◆ **What to do**: Can you output the part of the data that opens with the line containing "Where can the stone" and closes with the line containing "(622, 1000)" as a JSON list of strings, one string per line and blank lines omitted? Include both of those end lines.

[Rows from an object pointing dataset]
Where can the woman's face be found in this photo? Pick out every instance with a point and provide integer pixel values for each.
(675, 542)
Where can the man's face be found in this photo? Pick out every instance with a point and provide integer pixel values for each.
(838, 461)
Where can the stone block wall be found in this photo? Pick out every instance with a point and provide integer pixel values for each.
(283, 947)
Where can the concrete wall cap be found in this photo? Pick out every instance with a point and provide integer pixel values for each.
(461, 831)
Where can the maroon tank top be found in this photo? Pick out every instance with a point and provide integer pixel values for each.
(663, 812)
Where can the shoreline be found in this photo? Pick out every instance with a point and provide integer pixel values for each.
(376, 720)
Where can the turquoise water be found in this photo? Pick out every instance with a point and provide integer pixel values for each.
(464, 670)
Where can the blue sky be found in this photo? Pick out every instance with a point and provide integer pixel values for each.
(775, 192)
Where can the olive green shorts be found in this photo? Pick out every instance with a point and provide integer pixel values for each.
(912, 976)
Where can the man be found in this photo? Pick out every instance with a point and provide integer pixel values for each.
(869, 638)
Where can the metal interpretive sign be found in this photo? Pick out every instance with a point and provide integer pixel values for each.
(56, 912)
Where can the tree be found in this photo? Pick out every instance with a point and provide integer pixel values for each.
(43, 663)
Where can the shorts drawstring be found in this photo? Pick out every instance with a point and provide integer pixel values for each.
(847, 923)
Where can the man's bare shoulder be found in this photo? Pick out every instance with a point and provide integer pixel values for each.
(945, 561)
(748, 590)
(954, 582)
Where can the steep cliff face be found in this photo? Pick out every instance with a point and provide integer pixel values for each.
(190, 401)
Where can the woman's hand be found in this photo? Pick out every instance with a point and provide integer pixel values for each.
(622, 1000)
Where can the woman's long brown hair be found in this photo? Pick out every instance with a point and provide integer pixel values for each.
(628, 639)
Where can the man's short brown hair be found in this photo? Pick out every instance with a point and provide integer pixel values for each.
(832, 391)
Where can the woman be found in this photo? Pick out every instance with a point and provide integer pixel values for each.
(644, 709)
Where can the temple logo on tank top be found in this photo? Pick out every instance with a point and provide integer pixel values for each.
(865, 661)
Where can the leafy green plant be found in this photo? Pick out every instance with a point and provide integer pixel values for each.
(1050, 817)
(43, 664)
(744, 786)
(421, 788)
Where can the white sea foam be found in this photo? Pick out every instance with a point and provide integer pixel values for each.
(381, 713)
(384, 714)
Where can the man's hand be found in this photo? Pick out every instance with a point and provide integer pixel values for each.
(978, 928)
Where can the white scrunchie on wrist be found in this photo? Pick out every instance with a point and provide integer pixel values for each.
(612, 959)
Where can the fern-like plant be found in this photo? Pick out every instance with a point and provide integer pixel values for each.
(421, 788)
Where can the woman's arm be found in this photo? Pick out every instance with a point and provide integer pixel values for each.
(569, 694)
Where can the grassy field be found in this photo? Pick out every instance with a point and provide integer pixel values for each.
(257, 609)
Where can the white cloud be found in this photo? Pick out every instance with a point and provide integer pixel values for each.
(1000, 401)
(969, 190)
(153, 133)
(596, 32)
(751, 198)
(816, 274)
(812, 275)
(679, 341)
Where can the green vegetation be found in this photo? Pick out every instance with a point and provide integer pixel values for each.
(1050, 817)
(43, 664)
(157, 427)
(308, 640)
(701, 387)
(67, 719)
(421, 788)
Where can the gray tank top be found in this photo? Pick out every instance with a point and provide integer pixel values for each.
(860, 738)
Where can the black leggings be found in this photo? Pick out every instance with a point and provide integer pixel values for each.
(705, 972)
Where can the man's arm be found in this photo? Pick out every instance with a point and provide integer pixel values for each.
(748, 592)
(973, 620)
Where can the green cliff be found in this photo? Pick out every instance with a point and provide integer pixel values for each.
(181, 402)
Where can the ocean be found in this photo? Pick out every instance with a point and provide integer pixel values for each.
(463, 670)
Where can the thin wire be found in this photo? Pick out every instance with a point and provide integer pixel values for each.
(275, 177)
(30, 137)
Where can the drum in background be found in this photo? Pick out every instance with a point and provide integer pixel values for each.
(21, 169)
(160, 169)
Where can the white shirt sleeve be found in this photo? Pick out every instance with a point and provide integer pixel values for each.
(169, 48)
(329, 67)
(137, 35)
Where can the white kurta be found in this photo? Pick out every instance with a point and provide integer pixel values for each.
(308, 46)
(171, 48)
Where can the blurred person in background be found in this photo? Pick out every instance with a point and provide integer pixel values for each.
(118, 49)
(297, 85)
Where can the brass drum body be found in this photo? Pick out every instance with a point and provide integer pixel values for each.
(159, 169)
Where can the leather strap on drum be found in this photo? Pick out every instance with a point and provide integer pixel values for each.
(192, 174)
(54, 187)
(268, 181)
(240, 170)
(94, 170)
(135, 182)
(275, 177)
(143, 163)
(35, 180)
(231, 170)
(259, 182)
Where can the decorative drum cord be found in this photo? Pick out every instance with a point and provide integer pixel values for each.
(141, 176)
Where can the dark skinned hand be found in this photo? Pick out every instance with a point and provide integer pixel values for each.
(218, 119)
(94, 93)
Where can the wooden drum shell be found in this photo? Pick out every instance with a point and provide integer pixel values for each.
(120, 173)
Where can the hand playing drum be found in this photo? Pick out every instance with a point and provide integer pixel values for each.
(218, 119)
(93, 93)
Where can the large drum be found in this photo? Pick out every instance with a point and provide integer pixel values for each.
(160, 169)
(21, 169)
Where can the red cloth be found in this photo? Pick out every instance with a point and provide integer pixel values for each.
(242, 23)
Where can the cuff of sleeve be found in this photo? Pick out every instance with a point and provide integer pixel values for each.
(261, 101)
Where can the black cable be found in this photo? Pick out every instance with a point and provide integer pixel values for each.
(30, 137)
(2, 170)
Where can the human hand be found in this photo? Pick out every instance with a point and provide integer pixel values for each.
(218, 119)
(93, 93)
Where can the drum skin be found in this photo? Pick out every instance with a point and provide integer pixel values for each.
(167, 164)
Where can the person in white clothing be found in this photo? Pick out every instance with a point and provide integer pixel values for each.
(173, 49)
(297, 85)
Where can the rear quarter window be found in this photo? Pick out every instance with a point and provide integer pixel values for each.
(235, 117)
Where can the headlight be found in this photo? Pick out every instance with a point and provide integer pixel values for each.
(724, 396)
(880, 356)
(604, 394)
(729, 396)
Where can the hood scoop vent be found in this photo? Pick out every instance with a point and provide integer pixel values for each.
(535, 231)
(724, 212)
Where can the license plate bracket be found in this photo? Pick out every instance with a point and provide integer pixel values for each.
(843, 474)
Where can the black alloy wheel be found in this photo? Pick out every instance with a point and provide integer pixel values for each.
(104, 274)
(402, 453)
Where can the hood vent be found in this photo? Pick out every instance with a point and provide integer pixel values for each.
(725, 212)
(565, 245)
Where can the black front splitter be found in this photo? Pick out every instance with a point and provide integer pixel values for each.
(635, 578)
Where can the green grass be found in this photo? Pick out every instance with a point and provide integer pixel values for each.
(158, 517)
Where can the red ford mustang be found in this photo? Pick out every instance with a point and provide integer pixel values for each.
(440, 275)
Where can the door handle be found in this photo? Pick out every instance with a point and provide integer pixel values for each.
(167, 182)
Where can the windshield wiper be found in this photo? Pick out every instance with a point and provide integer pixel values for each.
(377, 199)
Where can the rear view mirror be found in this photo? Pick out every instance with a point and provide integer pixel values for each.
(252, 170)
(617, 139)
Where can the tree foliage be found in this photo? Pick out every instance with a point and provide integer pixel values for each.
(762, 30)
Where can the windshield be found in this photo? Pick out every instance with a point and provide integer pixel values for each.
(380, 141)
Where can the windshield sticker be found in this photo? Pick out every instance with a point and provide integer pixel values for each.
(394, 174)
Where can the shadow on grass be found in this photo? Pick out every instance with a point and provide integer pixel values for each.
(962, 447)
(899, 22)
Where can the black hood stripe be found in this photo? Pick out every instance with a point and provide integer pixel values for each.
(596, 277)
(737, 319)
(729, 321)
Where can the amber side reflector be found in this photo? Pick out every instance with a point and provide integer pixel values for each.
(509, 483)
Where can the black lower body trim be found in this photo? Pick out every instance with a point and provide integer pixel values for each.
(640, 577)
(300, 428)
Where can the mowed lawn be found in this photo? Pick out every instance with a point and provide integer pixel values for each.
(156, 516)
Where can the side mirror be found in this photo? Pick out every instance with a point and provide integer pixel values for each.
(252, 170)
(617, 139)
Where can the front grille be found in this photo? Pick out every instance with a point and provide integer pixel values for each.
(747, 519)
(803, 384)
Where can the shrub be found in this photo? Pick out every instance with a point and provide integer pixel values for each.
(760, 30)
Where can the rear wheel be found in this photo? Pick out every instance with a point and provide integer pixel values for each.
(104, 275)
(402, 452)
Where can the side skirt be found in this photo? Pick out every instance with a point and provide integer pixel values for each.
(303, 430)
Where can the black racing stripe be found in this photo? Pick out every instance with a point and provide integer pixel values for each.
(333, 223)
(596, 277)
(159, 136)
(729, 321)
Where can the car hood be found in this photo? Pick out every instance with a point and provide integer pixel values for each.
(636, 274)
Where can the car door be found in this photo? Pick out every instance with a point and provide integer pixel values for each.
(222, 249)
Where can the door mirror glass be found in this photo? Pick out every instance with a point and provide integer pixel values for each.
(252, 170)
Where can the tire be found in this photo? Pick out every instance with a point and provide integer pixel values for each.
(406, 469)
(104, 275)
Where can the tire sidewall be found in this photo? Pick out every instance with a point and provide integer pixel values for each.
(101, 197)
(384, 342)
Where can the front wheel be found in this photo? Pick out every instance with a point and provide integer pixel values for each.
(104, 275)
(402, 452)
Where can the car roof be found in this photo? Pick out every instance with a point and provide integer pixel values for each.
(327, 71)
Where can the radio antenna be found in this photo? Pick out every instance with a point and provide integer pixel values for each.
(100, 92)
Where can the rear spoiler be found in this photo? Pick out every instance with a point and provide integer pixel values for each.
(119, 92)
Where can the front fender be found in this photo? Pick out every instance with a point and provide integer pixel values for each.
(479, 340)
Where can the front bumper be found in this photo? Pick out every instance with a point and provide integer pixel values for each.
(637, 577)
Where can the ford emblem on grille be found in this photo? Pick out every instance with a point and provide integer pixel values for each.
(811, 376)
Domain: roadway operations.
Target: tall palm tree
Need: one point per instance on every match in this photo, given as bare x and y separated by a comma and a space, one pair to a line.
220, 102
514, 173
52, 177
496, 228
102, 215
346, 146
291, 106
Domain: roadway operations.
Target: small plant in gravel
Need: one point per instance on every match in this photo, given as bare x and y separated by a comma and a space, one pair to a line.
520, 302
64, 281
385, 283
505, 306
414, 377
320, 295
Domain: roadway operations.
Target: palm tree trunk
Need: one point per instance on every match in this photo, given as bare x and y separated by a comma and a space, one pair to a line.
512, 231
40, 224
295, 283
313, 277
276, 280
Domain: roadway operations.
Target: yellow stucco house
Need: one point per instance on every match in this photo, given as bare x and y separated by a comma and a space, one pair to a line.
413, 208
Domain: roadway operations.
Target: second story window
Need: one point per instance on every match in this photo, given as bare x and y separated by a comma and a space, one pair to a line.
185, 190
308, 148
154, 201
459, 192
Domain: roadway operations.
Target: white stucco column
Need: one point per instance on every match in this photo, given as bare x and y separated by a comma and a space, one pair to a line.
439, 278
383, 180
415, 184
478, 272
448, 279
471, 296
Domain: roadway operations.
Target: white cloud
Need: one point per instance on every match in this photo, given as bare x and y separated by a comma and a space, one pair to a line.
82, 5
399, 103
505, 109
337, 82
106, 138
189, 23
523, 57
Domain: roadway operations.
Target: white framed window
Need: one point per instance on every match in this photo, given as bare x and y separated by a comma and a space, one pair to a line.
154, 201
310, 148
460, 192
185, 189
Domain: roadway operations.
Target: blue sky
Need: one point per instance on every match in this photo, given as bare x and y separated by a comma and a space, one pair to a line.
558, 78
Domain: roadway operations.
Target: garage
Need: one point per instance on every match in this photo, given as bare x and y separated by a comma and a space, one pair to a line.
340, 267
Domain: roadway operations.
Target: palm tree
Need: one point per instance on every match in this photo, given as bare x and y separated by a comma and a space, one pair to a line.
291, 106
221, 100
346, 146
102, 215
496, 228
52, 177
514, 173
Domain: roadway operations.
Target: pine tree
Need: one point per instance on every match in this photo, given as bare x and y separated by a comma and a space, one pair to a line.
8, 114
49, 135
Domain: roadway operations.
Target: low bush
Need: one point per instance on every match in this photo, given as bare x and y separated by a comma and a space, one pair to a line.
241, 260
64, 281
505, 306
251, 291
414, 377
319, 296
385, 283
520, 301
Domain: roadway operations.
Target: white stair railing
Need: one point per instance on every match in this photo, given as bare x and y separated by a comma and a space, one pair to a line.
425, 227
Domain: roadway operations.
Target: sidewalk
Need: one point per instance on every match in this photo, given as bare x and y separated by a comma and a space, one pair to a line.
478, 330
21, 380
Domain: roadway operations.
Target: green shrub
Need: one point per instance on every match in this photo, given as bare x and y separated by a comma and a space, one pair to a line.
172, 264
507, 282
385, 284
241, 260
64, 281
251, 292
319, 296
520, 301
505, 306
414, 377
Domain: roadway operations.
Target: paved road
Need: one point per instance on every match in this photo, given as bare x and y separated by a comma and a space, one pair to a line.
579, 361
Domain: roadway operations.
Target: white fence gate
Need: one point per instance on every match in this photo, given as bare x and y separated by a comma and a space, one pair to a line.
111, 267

◆ **Expected output**:
[
  "Where can the stone block wall be found in this photo? Pick out every instance with a point and provide integer pixel values for each.",
  "(283, 947)",
  "Where can the concrete wall cap be found in this photo? Pick out every instance with a point and provide integer pixel values for each.",
  "(461, 831)",
  "Where can the maroon tank top be found in this photo? Pick out every instance with a point and provide integer pixel values for each.",
  "(663, 812)",
  "Where can the shoreline be found in this photo? Pick out every instance with a point and provide integer pixel values for each.",
  "(376, 720)",
  "Where can the turquoise water be found in this photo? Pick out every instance with a point and provide integer pixel values for each.",
  "(464, 670)",
  "Where can the blue sky be found in this photo? Pick out every instance with a point and provide integer pixel values for each.",
  "(775, 192)",
  "Where can the olive green shorts be found in this photo? Pick out every instance with a point and provide integer pixel values for each.",
  "(912, 976)",
  "Where can the man be found in this photo? Pick out every instance with a point and provide integer pixel values for each.",
  "(869, 638)",
  "Where can the metal interpretive sign be found in this photo? Pick out every instance with a point and provide integer pixel values for each.",
  "(56, 912)",
  "Where can the tree be found in this photo? Pick out every instance with a point and provide integer pixel values for each.",
  "(43, 663)",
  "Where can the shorts drawstring be found in this photo? Pick out every instance with a point and provide integer pixel values for each.",
  "(847, 923)",
  "Where can the man's bare shoulder be found in this photo? Pick out every instance with a point and provide integer pixel values for each.",
  "(945, 561)",
  "(748, 590)",
  "(954, 582)",
  "Where can the steep cliff face be found in this photo? Pick out every instance with a point and provide integer pixel values for each.",
  "(190, 401)",
  "Where can the woman's hand be found in this photo? Pick out every instance with a point and provide integer pixel values for each.",
  "(622, 1000)"
]